Natural-language object grounding data:
--- START ---
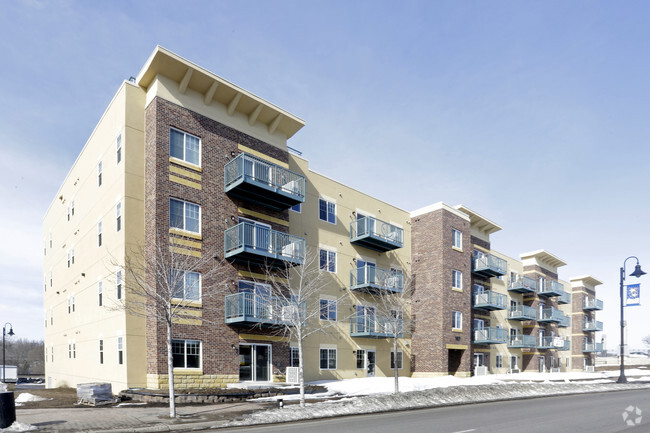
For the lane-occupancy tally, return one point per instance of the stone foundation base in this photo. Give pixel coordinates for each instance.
(191, 380)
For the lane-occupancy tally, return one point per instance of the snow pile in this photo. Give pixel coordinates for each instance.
(19, 426)
(441, 396)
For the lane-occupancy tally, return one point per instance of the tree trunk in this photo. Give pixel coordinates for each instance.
(170, 371)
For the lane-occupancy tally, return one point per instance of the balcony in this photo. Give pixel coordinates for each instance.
(258, 244)
(371, 279)
(592, 304)
(522, 312)
(376, 234)
(250, 309)
(375, 327)
(565, 298)
(551, 288)
(588, 347)
(490, 301)
(592, 326)
(523, 285)
(489, 336)
(522, 342)
(256, 180)
(551, 315)
(489, 265)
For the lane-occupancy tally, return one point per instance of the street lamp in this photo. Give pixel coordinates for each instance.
(11, 333)
(637, 273)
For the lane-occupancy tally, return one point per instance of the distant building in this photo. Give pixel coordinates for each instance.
(183, 152)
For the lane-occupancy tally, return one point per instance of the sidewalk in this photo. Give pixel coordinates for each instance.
(130, 418)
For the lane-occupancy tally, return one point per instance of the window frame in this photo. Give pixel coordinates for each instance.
(184, 157)
(184, 222)
(328, 359)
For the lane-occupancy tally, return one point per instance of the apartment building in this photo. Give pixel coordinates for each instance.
(187, 162)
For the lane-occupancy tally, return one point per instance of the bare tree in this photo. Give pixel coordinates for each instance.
(163, 283)
(391, 311)
(294, 304)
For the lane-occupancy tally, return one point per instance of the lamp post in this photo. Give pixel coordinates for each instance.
(11, 332)
(637, 273)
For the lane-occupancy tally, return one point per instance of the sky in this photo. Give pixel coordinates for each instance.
(532, 113)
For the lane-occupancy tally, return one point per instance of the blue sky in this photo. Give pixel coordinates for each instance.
(533, 114)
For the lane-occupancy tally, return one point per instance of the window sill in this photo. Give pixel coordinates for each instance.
(185, 164)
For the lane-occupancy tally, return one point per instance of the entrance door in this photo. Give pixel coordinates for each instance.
(255, 362)
(371, 364)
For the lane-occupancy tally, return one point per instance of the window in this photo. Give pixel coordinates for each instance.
(456, 320)
(327, 211)
(184, 146)
(118, 284)
(456, 279)
(328, 359)
(327, 309)
(457, 239)
(120, 351)
(400, 357)
(186, 353)
(118, 216)
(327, 260)
(187, 285)
(118, 147)
(294, 361)
(184, 215)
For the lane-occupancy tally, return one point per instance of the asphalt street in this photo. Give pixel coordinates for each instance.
(594, 413)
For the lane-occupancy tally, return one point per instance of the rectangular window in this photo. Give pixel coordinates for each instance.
(184, 215)
(118, 216)
(328, 260)
(118, 284)
(118, 147)
(186, 353)
(400, 357)
(327, 309)
(327, 211)
(457, 238)
(328, 359)
(187, 285)
(296, 208)
(456, 279)
(295, 362)
(120, 351)
(184, 146)
(457, 320)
--- END ---
- [Goal of the exercise]:
The lines to copy run from the one containing "the window frame" through the last line above. Copy them exactly and include nothing else.

- [Exercise response]:
For the lane-occupancy tally, return one point per instance of the window frame in this photo. Give pixel coordinates for each instance.
(184, 157)
(184, 222)
(328, 359)
For the lane-occupancy tally, return one point per instance of the apartment building in this photo. Give pixel coordinates for each instance.
(187, 162)
For the lane-occupancy tally, return one point per instance of the bare tree in this photo. Give pixel coordinates for each instance.
(163, 283)
(391, 311)
(294, 304)
For the lane-occupancy tally, return one point per instance of the lamp post in this photo. Give pixel coordinates for each instance.
(11, 332)
(637, 273)
For the lane-occupancy tally, return one point per instance of the sky in this photo. Give pixel coordinates for each instance.
(532, 113)
For the lane-occupancy tally, return one point per instance of the blue sky in this photo. Give pixel coordinates for each instance.
(533, 114)
For the lane-occupancy tally, return one point per instance of the window sill in this photo. Give pixel coordinates for each instance.
(185, 164)
For the lane-occupancy tally, return one point per instance of the entrance door in this photo. Give pixel coordinates for each instance.
(255, 362)
(371, 364)
For the lane-occupancy tally, return one point per instance of the window in this photo. Give pixel coordinates for each instance.
(456, 320)
(327, 211)
(184, 146)
(118, 284)
(456, 279)
(328, 359)
(327, 309)
(457, 239)
(120, 351)
(400, 357)
(186, 353)
(118, 216)
(327, 260)
(187, 285)
(118, 147)
(294, 361)
(184, 215)
For the lane-occupancy tally, return one point per instance of the asphalt street in this photo. Give pixel coordinates for each instance.
(594, 413)
For the lane-occupancy tally, return one point per instance of the rectangular window in this photo. Give pixel coordinates for each instance.
(184, 215)
(118, 216)
(328, 260)
(118, 284)
(118, 147)
(186, 353)
(400, 357)
(327, 309)
(327, 211)
(457, 238)
(328, 359)
(187, 285)
(296, 208)
(456, 279)
(295, 362)
(120, 351)
(184, 146)
(457, 320)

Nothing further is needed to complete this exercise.